Please filter the records below and copy every line that contains the string "pink". Case counts, so match uppercase and lowercase letters precisely.

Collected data
========
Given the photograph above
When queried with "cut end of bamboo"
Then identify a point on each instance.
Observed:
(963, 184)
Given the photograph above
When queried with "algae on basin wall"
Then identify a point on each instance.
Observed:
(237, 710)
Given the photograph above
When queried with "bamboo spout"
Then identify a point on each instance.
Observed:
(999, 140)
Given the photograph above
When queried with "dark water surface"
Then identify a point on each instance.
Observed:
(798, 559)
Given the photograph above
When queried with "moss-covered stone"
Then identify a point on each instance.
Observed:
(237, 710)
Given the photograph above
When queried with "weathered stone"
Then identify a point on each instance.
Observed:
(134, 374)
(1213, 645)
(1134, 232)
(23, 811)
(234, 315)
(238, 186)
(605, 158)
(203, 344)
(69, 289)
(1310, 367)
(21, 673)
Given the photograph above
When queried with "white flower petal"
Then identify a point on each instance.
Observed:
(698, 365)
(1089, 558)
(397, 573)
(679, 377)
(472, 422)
========
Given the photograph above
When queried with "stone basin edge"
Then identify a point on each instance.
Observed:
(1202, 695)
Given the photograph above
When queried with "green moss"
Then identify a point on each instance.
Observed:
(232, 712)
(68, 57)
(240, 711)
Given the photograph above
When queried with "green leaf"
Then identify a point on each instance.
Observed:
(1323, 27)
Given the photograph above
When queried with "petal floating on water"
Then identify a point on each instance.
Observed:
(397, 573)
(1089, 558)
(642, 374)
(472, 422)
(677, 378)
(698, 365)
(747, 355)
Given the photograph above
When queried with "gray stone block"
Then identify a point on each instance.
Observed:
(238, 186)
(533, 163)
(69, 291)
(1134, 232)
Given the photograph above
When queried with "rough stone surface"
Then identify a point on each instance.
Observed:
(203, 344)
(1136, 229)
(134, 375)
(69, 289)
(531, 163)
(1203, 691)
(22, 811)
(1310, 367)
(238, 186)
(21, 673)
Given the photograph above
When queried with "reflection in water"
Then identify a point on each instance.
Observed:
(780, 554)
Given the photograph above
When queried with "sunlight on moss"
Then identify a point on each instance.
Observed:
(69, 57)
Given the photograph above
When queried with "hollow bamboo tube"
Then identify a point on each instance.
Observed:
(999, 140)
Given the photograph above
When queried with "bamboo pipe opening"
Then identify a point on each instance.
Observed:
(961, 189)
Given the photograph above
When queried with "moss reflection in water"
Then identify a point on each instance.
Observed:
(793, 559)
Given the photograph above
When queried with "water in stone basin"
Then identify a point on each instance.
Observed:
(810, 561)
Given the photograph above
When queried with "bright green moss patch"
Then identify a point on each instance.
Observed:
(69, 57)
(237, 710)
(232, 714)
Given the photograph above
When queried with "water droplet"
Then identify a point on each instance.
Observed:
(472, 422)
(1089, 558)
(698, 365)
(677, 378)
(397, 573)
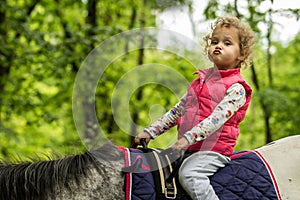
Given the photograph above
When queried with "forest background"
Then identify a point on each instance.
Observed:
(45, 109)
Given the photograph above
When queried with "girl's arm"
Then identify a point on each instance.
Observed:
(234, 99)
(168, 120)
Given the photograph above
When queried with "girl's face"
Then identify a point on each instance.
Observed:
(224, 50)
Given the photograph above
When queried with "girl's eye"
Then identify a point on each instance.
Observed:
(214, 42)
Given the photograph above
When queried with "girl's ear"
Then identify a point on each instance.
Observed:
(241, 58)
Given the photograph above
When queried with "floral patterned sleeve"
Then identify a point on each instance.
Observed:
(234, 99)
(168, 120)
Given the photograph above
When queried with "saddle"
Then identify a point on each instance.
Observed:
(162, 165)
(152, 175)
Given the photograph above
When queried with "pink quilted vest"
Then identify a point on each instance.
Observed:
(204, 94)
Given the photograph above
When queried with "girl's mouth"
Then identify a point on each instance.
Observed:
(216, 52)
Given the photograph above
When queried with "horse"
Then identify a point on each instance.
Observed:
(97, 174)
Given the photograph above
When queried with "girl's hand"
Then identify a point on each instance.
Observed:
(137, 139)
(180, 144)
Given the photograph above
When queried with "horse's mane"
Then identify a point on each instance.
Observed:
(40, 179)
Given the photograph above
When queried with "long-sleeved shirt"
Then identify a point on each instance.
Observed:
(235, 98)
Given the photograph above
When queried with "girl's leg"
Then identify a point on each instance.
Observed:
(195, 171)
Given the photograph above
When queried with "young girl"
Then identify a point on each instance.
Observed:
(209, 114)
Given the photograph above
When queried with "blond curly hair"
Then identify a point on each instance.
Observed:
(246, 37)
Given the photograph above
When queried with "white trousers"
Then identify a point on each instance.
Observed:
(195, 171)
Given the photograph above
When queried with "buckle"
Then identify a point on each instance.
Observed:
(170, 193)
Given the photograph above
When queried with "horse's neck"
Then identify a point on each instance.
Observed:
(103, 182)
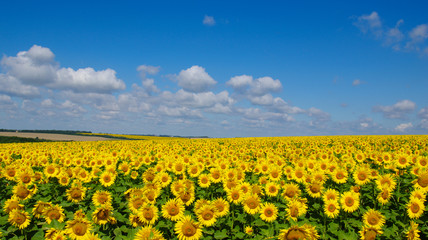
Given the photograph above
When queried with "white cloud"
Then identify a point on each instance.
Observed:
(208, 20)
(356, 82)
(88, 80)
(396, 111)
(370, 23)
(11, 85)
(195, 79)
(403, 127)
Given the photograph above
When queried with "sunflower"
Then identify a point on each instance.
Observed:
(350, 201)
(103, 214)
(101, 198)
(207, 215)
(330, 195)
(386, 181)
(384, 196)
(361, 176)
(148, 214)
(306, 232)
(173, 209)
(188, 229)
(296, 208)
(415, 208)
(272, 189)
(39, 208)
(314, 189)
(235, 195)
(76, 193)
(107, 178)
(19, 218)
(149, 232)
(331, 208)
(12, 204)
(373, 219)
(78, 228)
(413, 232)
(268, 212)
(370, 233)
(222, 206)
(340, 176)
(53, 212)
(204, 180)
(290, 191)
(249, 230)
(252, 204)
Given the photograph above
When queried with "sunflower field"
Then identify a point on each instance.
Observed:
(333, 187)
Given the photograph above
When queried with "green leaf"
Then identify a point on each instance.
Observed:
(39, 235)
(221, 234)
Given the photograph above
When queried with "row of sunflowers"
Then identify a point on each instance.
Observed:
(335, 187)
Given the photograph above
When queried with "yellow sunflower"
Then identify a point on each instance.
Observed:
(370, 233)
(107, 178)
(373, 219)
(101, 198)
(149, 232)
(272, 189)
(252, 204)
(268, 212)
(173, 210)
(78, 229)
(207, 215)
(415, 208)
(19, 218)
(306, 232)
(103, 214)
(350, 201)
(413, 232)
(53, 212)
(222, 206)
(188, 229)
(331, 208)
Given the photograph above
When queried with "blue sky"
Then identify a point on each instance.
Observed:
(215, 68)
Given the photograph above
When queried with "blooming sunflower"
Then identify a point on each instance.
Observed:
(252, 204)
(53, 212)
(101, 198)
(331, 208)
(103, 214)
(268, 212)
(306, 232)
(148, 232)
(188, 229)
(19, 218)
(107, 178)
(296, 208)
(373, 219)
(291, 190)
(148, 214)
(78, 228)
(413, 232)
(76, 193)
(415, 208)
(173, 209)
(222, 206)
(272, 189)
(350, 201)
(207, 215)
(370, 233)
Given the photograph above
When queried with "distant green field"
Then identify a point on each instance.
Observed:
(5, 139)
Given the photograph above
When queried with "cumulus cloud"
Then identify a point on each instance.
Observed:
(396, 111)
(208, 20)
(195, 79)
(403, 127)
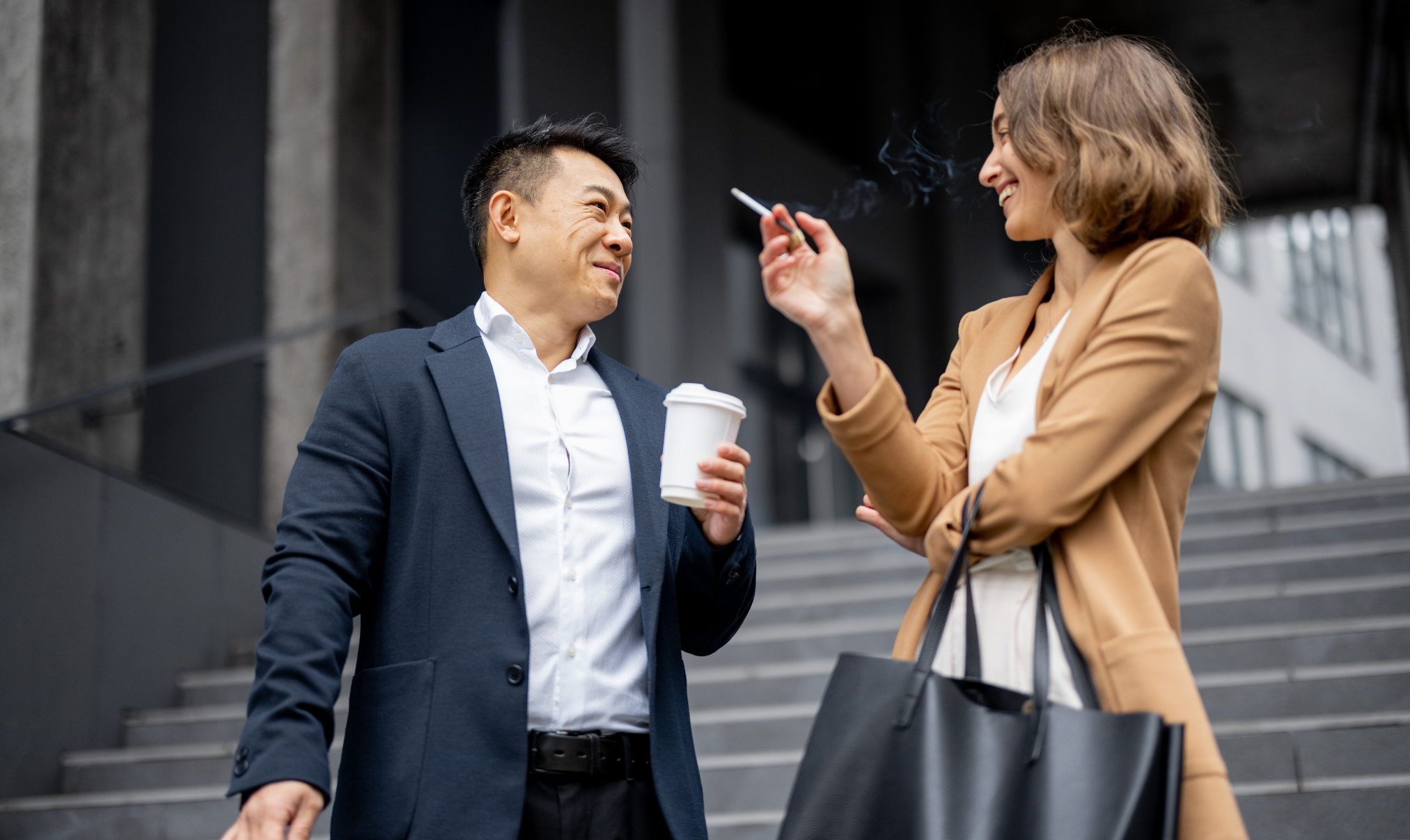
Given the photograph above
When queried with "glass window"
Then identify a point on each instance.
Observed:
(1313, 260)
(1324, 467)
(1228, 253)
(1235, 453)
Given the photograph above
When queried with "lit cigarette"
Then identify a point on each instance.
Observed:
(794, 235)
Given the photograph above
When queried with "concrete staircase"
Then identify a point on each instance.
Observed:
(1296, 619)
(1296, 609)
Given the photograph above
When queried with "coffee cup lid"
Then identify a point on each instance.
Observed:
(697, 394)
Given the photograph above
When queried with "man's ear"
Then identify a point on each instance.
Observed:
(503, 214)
========
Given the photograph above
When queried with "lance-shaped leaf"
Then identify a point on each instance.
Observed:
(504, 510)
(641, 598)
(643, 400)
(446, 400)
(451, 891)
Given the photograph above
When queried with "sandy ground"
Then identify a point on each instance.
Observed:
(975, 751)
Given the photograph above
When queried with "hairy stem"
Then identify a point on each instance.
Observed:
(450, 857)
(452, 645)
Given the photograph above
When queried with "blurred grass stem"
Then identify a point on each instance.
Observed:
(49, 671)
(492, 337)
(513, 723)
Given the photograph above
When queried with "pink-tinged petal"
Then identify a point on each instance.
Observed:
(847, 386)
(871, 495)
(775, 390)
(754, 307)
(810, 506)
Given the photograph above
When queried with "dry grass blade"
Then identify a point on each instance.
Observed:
========
# Solution below
When queried with "pink quilted vest"
When queried with "pink-tinged petal"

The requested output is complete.